Extrait de page:
Gilles Aubry est un pro, il a déjà fait bloquer les bandes enregistrées. Dans les quarante-huit heures qui suivent, il m’informe par téléphone qu’on a trouvé « le coupable », un commandant de police de sa sous-direction. Celui-ci reconnaît avoir écrit le mot signé sous mon nom. J’exige aussitôt qu’un rapport me soit adressé par la voix hiérarchique. Le document que je reçois comprend plusieurs pages très bien écrites. L’essentiel est consacré à décrire la situation et l’attitude d’un représentant du parquet venu sur place, lequel se serait montré bougon et peu enthousiaste quant à sa participation à l’opération. Seul, le dernier feuillet de l’article aborde l’écriture en catimini et sous mon nom du fameux mot dans le livre d’or. On croit comprendre que le commandant s’est laissé aller à écrire un mot supposé humoristique pour tromper le temps. Je n’en reviens pas. Je veux rencontrer ce fonctionnaire qui s’amuse à écrire en mon nom. Quand il se présente à moi, accompagné de ses supérieurs, je constate que c’est un vieux soldat, le regard fuyant, qui n’arrive pas à me donner une explication cohérente. J’en parle au procureur de Paris. François Molins prend le temps de lire le rapport du fonctionnaire de police que je lui tends. Il s’attarde sur les passages concernant l’attitude de son collaborateur mais ne me semble pas prêter attention au feuillet me concernant… Affaire classée. » (p. 75 à 78)
Mai 2021 : le procès à venir de Bernard Petit ?

Données sources:
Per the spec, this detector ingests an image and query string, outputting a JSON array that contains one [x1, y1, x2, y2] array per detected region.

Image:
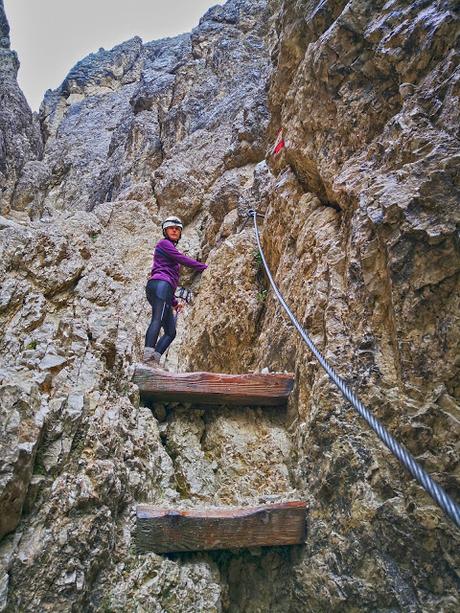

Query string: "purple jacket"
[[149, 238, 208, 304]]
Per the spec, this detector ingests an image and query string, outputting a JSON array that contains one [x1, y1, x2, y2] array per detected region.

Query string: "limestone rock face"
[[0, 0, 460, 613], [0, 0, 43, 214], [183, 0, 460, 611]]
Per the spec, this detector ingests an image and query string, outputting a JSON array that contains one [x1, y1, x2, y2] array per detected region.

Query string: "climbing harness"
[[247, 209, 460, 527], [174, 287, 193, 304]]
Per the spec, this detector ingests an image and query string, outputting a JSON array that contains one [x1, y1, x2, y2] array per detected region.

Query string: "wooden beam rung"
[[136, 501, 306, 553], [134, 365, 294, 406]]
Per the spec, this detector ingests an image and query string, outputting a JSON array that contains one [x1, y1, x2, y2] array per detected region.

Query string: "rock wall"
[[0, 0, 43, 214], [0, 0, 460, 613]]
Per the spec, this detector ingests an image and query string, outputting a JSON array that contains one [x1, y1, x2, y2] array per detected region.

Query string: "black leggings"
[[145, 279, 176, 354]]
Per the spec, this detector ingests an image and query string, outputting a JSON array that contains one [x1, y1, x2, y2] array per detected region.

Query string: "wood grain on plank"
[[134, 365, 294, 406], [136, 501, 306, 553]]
==
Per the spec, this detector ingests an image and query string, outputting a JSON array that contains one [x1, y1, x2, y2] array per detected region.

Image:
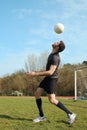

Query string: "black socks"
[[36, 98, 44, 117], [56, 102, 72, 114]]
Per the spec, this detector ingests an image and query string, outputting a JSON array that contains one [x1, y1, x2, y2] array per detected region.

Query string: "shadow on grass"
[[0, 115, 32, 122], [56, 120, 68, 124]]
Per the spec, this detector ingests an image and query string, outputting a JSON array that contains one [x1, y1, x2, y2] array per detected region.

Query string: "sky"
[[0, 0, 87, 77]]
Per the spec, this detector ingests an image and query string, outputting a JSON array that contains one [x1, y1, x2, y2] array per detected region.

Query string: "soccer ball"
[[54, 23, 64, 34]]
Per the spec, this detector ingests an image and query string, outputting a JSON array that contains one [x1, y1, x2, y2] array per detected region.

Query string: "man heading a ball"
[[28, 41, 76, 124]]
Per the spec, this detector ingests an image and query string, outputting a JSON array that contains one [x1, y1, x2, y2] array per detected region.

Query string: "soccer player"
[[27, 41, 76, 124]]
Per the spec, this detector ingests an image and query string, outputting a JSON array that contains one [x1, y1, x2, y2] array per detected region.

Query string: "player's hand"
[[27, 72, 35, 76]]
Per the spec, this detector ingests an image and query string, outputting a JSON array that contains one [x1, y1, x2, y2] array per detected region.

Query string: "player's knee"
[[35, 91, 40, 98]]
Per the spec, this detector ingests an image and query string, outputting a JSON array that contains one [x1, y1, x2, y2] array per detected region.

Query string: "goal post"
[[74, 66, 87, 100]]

Consigne 1: Dans l'extrait de page, à qui est remis le rapport du fonctionnaire de police pour qu'il le lise ?
Consigne 2: Indique seulement le nombre de lignes des enregistrements qui contiennent la chaîne « soccer ».

Résultat final 1: Au procureur de Paris, François Molins.

Résultat final 2: 2